* [Provided records]:
++++++

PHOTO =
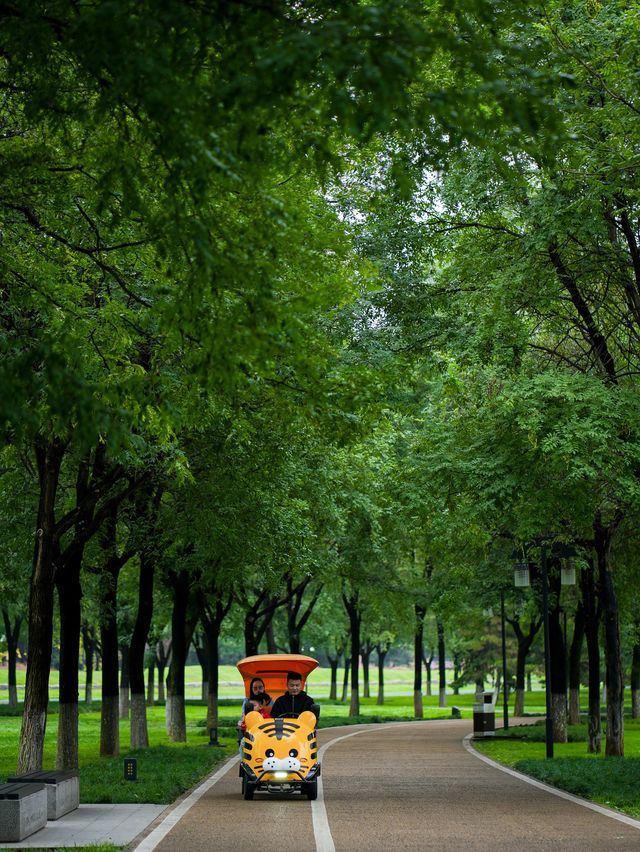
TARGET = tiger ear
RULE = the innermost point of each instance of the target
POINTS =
(308, 719)
(252, 719)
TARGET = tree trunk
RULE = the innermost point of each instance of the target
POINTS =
(382, 650)
(151, 687)
(365, 653)
(139, 729)
(418, 644)
(345, 679)
(163, 655)
(428, 663)
(297, 617)
(110, 711)
(575, 660)
(442, 666)
(88, 643)
(351, 603)
(614, 681)
(123, 701)
(635, 674)
(558, 673)
(333, 690)
(12, 634)
(176, 721)
(272, 647)
(34, 716)
(592, 630)
(525, 641)
(200, 644)
(69, 599)
(212, 619)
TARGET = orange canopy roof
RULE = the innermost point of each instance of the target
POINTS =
(273, 668)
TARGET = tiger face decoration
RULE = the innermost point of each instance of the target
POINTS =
(280, 750)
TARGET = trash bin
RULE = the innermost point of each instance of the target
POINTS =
(484, 715)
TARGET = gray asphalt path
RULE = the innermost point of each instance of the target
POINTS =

++++++

* [Challenge]: Could you write out every line above again, unchanged except that each point coordinate is shifted by adding 149 to both numbers in the pair? Leave the pictures out.

* [Exercise result]:
PHOTO =
TARGET = tiger ear
RULE = the innermost point of each instance of the target
POINTS =
(457, 868)
(401, 868)
TARGET = tree trunk
RULE = the innermost point of each instance of the target
POINTS =
(531, 799)
(300, 836)
(514, 802)
(288, 878)
(567, 793)
(494, 828)
(312, 804)
(577, 812)
(446, 766)
(259, 860)
(724, 809)
(591, 815)
(237, 792)
(500, 752)
(763, 830)
(272, 850)
(784, 823)
(707, 822)
(482, 839)
(161, 783)
(325, 870)
(421, 796)
(183, 865)
(741, 779)
(674, 790)
(349, 793)
(218, 748)
(361, 768)
TARGET = orange canopy roof
RULE = the innermost point of each instance of the target
POINTS =
(422, 817)
TARGET = tiger face decoration
RULE = the innermost point of each instance of the target
POINTS =
(429, 899)
TARGET = trash bin
RULE = the innermost point of each instance of the target
POINTS =
(633, 864)
TARGET = gray asphalt path
RULE = the innermost point of each instance of the target
POINTS =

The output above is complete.